Extracted records
□ □ □

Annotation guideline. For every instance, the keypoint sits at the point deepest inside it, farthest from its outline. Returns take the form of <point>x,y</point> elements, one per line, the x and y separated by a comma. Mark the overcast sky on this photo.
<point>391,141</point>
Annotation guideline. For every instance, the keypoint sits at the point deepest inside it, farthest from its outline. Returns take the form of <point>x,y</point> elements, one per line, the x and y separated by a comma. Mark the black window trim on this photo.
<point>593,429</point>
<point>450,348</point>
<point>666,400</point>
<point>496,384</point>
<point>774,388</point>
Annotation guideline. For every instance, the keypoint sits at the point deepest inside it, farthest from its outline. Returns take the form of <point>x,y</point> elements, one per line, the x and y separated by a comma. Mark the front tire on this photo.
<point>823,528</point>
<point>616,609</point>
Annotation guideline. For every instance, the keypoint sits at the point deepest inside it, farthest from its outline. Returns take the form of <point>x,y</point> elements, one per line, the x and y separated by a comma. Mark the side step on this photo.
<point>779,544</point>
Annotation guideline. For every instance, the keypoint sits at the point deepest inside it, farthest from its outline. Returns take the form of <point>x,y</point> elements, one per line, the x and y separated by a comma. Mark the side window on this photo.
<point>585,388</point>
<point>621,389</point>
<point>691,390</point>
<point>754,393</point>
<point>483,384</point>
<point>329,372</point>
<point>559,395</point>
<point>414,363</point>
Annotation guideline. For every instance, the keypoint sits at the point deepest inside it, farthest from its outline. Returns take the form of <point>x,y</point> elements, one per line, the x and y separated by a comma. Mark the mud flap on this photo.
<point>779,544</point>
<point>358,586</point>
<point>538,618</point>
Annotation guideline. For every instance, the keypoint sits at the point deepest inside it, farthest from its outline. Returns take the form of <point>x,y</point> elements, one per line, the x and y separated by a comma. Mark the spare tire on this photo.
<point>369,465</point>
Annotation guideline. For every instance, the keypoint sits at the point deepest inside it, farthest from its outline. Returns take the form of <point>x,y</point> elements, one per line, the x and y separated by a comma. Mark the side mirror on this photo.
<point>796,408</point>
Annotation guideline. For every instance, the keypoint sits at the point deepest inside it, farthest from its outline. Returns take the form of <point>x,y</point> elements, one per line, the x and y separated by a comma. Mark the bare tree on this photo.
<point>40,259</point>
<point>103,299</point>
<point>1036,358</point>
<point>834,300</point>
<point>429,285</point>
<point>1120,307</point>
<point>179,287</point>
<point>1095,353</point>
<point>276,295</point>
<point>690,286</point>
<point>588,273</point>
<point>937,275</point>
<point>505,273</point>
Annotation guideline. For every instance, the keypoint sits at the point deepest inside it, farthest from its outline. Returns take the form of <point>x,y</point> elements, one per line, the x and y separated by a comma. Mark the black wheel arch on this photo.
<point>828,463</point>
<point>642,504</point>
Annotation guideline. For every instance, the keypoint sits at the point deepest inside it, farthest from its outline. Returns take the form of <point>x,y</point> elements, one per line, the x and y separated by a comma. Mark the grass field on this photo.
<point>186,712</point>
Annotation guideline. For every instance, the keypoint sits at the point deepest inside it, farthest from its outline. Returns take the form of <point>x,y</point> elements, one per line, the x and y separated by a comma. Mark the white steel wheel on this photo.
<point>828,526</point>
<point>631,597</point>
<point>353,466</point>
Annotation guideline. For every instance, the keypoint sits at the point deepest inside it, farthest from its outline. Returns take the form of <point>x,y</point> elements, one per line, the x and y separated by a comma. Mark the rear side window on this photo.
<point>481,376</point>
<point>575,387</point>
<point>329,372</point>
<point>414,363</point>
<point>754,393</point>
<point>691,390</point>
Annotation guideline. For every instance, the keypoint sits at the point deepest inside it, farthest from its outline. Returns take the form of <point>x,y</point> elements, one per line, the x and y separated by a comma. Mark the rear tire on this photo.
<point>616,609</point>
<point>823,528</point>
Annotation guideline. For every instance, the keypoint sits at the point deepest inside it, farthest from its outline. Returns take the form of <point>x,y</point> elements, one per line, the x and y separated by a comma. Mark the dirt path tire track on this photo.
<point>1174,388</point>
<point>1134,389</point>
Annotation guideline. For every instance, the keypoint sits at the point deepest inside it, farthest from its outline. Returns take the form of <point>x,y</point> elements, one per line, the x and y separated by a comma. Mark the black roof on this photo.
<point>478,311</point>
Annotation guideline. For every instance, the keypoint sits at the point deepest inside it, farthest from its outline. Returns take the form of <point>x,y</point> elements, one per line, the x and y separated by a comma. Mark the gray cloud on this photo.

□ □ □

The response should consist of every record above, reproduced exactly.

Annotation guideline. For every instance, the keypoint sits at the point deepest inside it, farthest from its outline. Returns take the form of <point>x,y</point> elements, one per line, the x and y separated by a comma. Mark the overcast sky on this photo.
<point>391,141</point>
Annotation guideline. For every instance, the keypoint sits at the point deepest inside it, farthest from its outline. Returns take the form of <point>x,y</point> elements, one per line, the x and y separated by a comma. Mark the black window trim on this photo.
<point>593,429</point>
<point>450,348</point>
<point>666,400</point>
<point>496,384</point>
<point>774,388</point>
Annotation guideline. For every instance, the keypoint sits at the point deepest inside it, farthest from its outline. Returns take the form of <point>x,y</point> elements, one per line, the x and y separated by a comma. Mark the front tire on this photo.
<point>823,528</point>
<point>616,609</point>
Annotation guideline. For every instance, the keypoint sits at the point deepest inside it, farthest from its outline. Returns take the form of <point>x,y</point> elements, one per line, the x and y separated by a comma. Mark the side step on this photo.
<point>779,544</point>
Annotation guideline. For every instance, the keypoint sits at the point deepest inside it, farthest from its outline. Returns take the form of <point>x,y</point> elements, one per line, the x and y separated by a comma. Mark the side window on this photo.
<point>585,388</point>
<point>621,389</point>
<point>691,390</point>
<point>754,393</point>
<point>483,384</point>
<point>329,372</point>
<point>559,395</point>
<point>414,363</point>
Annotation guideline. For every instance, the keypoint sits at the point deepest inside it, farthest from its outline. Returns take the form of <point>x,y</point> elements, one per line, the x and y separated by a comma. Mark the mud flap on this photo.
<point>779,544</point>
<point>358,586</point>
<point>538,618</point>
Annotation guideline. For every instance, the keypoint sits at the point deepest inside it, farthest from its outline. Returns take the form of <point>x,y</point> elements, one per line, the x and y separated by a comma. Mark the spare tire on this photo.
<point>369,465</point>
Annotation guideline. For every instance, the keypoint sits at the point deepest inside it, farthest from its outline. Returns take the form of <point>x,y</point> elements, one per line, the x and y separated by a comma. Mark the side mirror on this photo.
<point>796,408</point>
Annotation guideline. For every instance, the keypoint sits at the point deepest inside it, farthest from its outline. Returns take the form of <point>x,y</point> elements, one per line, the x and y separated by a comma. Mark the bare tree on this photo.
<point>40,259</point>
<point>103,299</point>
<point>1036,358</point>
<point>834,300</point>
<point>429,285</point>
<point>1120,307</point>
<point>179,287</point>
<point>1095,353</point>
<point>276,295</point>
<point>690,286</point>
<point>588,273</point>
<point>937,275</point>
<point>505,273</point>
Annotation guideline. For every instance, the keypoint sits at the point deepest inside it, farthest from its outline. Returns take the form of <point>x,y</point> elements, one per line, the x and y separated by a comma. Mark the black wheel arch on this photo.
<point>828,463</point>
<point>642,504</point>
Annotation guideline. For every instance, the keypoint sits at the point deepest inside it, farthest from its outline. Returns take the form of <point>x,y</point> elements, one per line, the x and y separated by a comma. Mark the grass field on this photo.
<point>186,712</point>
Annotation guideline. For every instance, the keypoint sits at the point deepest inside it, farthest from its outline. Returns take the form of <point>x,y</point> elements, one per line, the x and y separated by a comma. Mark the white steel wheel on this photo.
<point>828,526</point>
<point>631,597</point>
<point>353,466</point>
Annotation guideline. For every instance, the keypoint sits at the point deepest inside it, farthest from its outline. Returns take the form of <point>x,y</point> elements, one per line, the x and y separated by a comma. Mark the rear side window on this photo.
<point>481,376</point>
<point>575,387</point>
<point>329,372</point>
<point>414,363</point>
<point>754,393</point>
<point>691,390</point>
Annotation guideline. For every instance, the keypoint sits at the point deepest inside it, farthest from its outline. Returns take the form of <point>x,y</point> elements, one per line, the x and y separated by a comma. Mark the rear tire on this photo.
<point>616,609</point>
<point>823,528</point>
Annotation guideline. For every instance, the keypoint sits at the point deepest inside it, farthest from its outline. Returns take the form of <point>x,y</point> elements, one per line, the x and y separated by a comma. Mark the dirt path tire track on this photo.
<point>1174,388</point>
<point>1134,389</point>
Annotation guideline. For every instance, the keypoint sits at the point deepest inside it, farthest from its outline. Returns take the form of <point>x,y</point> elements, one per line, the x and y separated by a comma. Mark the black roof on this photo.
<point>478,311</point>
Annotation guideline. For every instance, the keypoint sits at the point deepest inside it, farthest from its outline. Returns take the form of <point>x,y</point> elements, one per line, the x and y separated by a comma. Mark the gray cloud on this photo.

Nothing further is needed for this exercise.